TEKS YANG DIBERIKAN:
• • • • • • •

Kamis, 26 Februari 2009

SUDAHKAH BURUH INDONESIA SEJAHTERA (Analisis Sosiologis Mengenai Kesejahteraan Buruh Di Indonesia )

                                        SUDAHKAH BURUH INDONESIA SEJAHTERA
                  (Analisis Sosiologis Mengenai Kesejahteraan Buruh Di Indonesia )

Indonesia merupakan salah satu Negara berkembang yang sedang giat-giatnya melakukan pembangunan. Untuk itu Indonesia berusaha meningkatkan kualitas dan taraf hidup rakyatnya. Salah satunya dengan mengurangi angka kemiskinan masyarakatnya. Karena menurut data dari bank dunia (world bank) seperti yang dikutip oleh HS.Dillon dan Hermanto, bahwa jumlah penduduk miskin di Negara berkembang pada tahun 1988 adalah sekitar 1.116 juta jiwa atau sepertiga dari jumlah penduduk Negara-negara berkembang. Dan menurut Badan Pusat Statistik (BPS), jumlah penduduk miskin di Indonesia sebesar 27,2 juta jiwa(1990) atau mengalami penurunan dari sekitar 54,2 juta jiwa di tahun 1976. Meskipun mengalami penurunan, namun hal tersebut belum bisa dikatakan berhasil, dikarenakan Indonesia masih dikategorikan Negara berkembang yang miskin.

• • • • • • •

KUTIPAN SUMBER:
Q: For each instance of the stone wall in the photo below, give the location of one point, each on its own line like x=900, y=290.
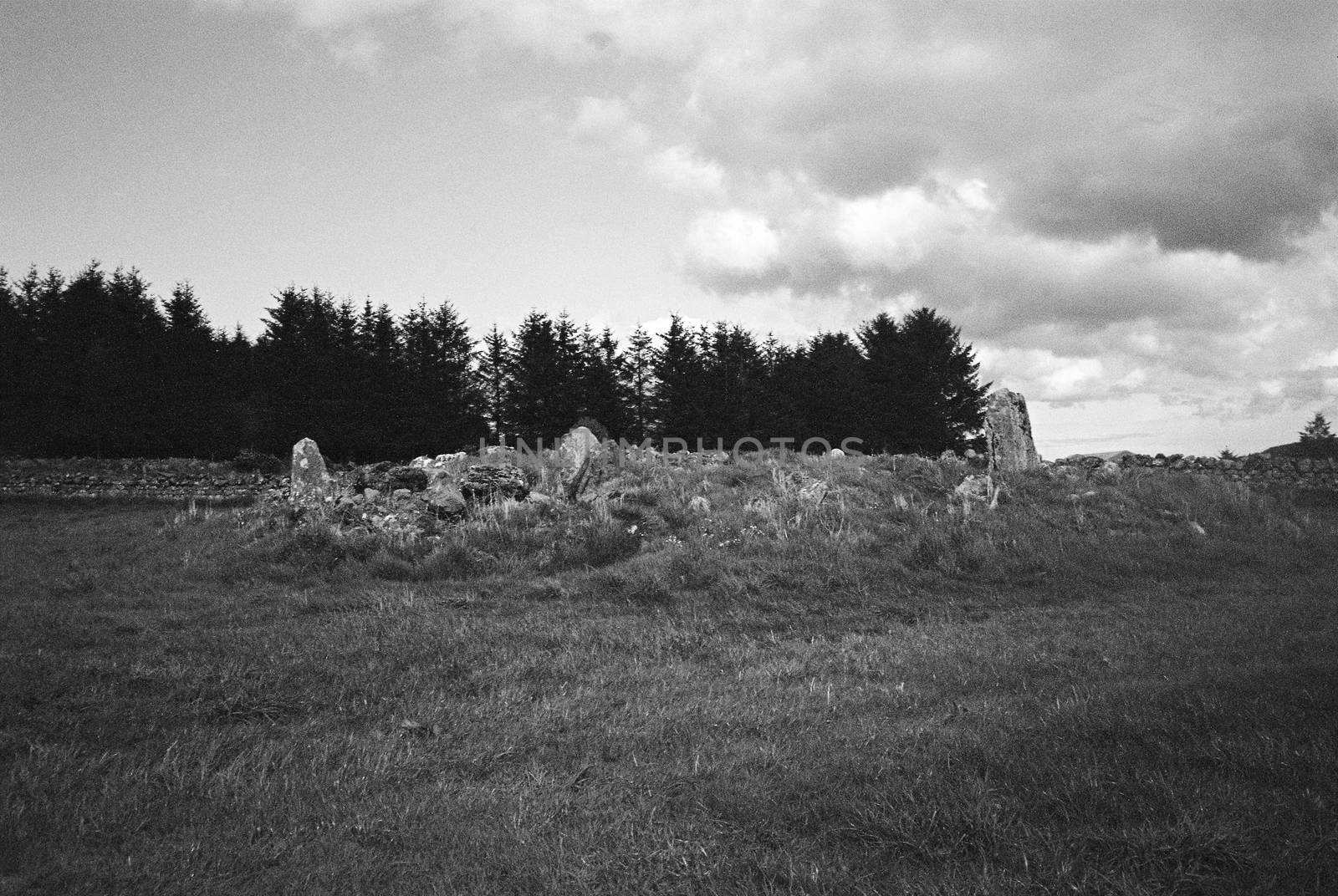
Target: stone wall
x=171, y=479
x=1257, y=470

• • • • • • •

TUJUAN TUGAS: Tuliskan kembali teks tentang kesejahteraan buruh di Indonesia secara utuh tanpa mengubah satu kata pun. Daftar tersebut merupakan bahan tersendiri yang terpisah dari teks.

JAWABAN BENAR:
Kamis, 26 Februari 2009

SUDAHKAH BURUH INDONESIA SEJAHTERA (Analisis Sosiologis Mengenai Kesejahteraan Buruh Di Indonesia )

                                        SUDAHKAH BURUH INDONESIA SEJAHTERA
                  (Analisis Sosiologis Mengenai Kesejahteraan Buruh Di Indonesia )

Indonesia merupakan salah satu Negara berkembang yang sedang giat-giatnya melakukan pembangunan. Untuk itu Indonesia berusaha meningkatkan kualitas dan taraf hidup rakyatnya. Salah satunya dengan mengurangi angka kemiskinan masyarakatnya. Karena menurut data dari bank dunia (world bank) seperti yang dikutip oleh HS.Dillon dan Hermanto, bahwa jumlah penduduk miskin di Negara berkembang pada tahun 1988 adalah sekitar 1.116 juta jiwa atau sepertiga dari jumlah penduduk Negara-negara berkembang. Dan menurut Badan Pusat Statistik (BPS), jumlah penduduk miskin di Indonesia sebesar 27,2 juta jiwa(1990) atau mengalami penurunan dari sekitar 54,2 juta jiwa di tahun 1976. Meskipun mengalami penurunan, namun hal tersebut belum bisa dikatakan berhasil, dikarenakan Indonesia masih dikategorikan Negara berkembang yang miskin.